- **Passage shown**
[START]

But you know, when it comes down to it, though, I think at a larger level, the amount of money, the sheer volume of money and the sheer power, the ubiquity of that messaging system is just obscenely powerful. And, you know, we can try to Scoff and say, no, the power lies with the people.
But if you can't reach the people, it's kind of like that whole saying, hey, if a tree falls in the forest and no one hears it, did it make a sound?
And we're kind of in that position where we talk about power with the people, but the people don't have the control of not only the communication mediums, but they don't have control of the curriculum in the classroom.
They don't have the power to really dictate to universities what they're going to do because the money is not coming so much from the students as it's coming from corporate interests, from these oligarchs. You know, I don't mean to paint the gloomy picture I'm painting, but I'm not. I don't feel like I'm being unrealistic here.
I feel like I'm trying to stay right over the target. Am I seeing something incorrectly here? Am I right and I'm okay being wrong? In fact, part of me almost wants to be wrong, but I don't think I am.
Nolan Higdon:No, I think you're right on that.
And I'll give some context for it as well that within the system itself, the school, let's start with higher ed, for example, there is a chilling effect within the system and negative career implications if you go against the system. So for those like of us who spoke out against the way in which like anti genocide protesters were treated on campus, that put a mark on your back.
And it's well known that if you want to climb up into administration or management, which is where the money is, not that I ever have any desire to do that, but if you want to, that's going to be something that's going to hold you back. You can't have that on your record.
Also because so many of the faculty are non tenure part time and don't have tenure protections, they can't risk talking about like Gaza or critiques of Israel in the classroom because all it takes is one student complaint, then an investigation. You can be fired at will for anything. So there's this chilling effect control on a lot of people.
And then, you know, most people, as you point out in higher ed, drink the kool Aid of like liberal media. So they're not even going to step out of the bounds because they don't even know what's outside of the bounds.
In a lot of respects they're being indoctrinated by this, you know, Ms. Well back then msnbc, now Ms. Now But to your point about the money question, it's a really difficult question to answer, because what you sort of described there, this connection between, like, government and industry and news media and education and how they work in tandem and the same message, that was the exact type of stuff that was, you know, easily sort of dismissed as conspiracy thinking. But to me, this is why the Epstein files have been really important, even though we've only seen a small peak behind the curtain.
Because what we see there is Epstein isn't the story. Him himself is not the story. What he's at the center of really is the story.
And we see the ways in which he's tied to higher educational institutions and big tech and government and news media and the intelligence community, and he's bridging these relationships where sometimes a new company will put someone on the board because they're from a government that they want to ingratiate themselves with.

[END]

- **Excerpted records**
[START]

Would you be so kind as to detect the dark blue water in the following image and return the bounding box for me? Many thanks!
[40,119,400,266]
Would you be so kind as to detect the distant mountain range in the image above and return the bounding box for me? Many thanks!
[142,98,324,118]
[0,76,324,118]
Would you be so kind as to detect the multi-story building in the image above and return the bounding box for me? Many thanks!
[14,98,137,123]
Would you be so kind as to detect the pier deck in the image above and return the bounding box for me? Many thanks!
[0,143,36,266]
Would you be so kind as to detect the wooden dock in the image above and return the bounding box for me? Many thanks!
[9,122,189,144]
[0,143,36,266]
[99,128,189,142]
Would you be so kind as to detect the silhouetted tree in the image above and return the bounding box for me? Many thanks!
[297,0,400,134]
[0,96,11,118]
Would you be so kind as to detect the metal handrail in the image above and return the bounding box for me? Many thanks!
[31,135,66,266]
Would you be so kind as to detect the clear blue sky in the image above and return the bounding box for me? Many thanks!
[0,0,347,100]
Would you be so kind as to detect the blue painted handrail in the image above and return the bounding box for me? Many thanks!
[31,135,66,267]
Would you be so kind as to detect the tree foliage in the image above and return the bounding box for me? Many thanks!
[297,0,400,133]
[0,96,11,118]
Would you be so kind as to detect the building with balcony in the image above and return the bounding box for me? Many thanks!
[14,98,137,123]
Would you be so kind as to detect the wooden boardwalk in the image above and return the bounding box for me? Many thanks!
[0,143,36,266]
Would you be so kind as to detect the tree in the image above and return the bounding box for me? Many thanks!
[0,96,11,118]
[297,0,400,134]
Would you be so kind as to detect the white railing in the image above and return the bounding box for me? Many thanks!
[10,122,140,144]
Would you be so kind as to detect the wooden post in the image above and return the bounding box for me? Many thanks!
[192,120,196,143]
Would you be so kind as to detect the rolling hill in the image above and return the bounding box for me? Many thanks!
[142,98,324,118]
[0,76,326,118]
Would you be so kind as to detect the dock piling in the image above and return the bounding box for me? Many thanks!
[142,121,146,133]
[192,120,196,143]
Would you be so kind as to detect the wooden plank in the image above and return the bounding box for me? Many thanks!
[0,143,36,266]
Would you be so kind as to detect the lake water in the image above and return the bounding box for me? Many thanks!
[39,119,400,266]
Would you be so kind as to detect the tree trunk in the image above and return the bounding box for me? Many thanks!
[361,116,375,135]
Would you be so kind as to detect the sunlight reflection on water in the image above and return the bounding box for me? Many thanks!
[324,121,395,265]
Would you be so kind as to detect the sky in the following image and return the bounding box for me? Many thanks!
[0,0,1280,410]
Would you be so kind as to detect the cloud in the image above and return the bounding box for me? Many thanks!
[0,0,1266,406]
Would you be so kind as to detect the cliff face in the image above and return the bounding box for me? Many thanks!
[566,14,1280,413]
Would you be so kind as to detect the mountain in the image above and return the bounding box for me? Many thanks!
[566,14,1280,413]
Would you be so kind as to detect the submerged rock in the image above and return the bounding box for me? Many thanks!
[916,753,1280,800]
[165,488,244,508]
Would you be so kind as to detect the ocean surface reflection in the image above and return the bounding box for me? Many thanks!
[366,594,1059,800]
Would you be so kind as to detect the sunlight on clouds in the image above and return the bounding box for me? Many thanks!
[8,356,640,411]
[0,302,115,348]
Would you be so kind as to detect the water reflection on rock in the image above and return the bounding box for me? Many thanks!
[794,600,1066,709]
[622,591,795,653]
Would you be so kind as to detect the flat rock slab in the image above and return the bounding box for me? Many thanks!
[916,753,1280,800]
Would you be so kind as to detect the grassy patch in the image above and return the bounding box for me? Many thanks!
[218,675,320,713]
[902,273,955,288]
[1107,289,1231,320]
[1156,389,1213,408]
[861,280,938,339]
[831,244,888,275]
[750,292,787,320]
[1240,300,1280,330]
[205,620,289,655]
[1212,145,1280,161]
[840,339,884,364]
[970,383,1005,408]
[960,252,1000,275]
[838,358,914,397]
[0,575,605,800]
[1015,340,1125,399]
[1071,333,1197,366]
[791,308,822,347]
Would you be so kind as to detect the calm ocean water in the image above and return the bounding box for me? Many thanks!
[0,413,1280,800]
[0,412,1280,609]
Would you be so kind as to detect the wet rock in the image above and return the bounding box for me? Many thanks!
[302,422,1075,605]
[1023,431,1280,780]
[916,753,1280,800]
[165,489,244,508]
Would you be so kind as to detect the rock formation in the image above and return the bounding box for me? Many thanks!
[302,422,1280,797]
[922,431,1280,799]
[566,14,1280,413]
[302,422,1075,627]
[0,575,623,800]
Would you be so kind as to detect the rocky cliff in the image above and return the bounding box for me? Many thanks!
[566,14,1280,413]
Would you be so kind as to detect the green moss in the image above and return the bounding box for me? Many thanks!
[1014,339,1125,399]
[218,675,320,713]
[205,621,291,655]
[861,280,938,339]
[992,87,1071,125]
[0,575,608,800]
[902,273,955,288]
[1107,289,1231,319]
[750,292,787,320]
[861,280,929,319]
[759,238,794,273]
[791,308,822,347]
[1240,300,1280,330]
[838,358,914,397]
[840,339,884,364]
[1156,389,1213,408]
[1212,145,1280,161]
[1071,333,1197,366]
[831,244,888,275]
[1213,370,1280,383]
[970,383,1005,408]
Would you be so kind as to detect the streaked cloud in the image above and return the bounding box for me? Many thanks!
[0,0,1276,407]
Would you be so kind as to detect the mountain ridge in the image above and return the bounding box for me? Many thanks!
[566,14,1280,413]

[END]

- **Tasks to carry out**
1/ Quote the transcript of the conversation above, from "And I'll give" up to and including "on your record.".
2/ In the conversation transcript above, where does Nolan Higdon say the money is in higher education?
3/ Proceed with the conversation transcript about money, media and higher education, picking up right after its final sentence.

- **Exercise answers**
1/
And I'll give some context for it as well that within the system itself, the school, let's start with higher ed, for example, there is a chilling effect within the system and negative career implications if you go against the system. So for those like of us who spoke out against the way in which like anti genocide protesters were treated on campus, that put a mark on your back.
And it's well known that if you want to climb up into administration or management, which is where the money is, not that I ever have any desire to do that, but if you want to, that's going to be something that's going to hold you back. You can't have that on your record.

2/ In administration or management.

3/
And so they pay 100, $150,000, or, you know, he will work with someone in media because he's theoretically getting paid by someone else to send out negative information about someone else. He will blackmail people. They will do disinformation campaigns.
All of that's coming from this club of this small money, and it filters down into higher ed, where you have people like Larry Summers, who are at Harvard, within the Democratic Party, also acting in media, and they're tied to Epstein as well.
So it's really tough to ever put a number on it, because there's not only so many industries, aspects of government, aspects of public institutions within the United States, but all around the globe that participate in some of this stuff. And Epstein, you know, we have, like, what, 2% of the DOJ files, which are not his, like, whole life. And we know that much.
Imagine what else is out there.
Steve Grumbine:You know, I know I said this before we started, but I'm just gonna say, like, there's a part of me that feels like I got mule kicked in the jaw with gaslighting. You know, the Pollyanna stuff. That passes as not being a nihilist, right?
They've got this little, you know, jail cell that they put you in, calling you an ultra or a nihilist or whatever when you see these things. And I would love nothing better than to have never seen these things.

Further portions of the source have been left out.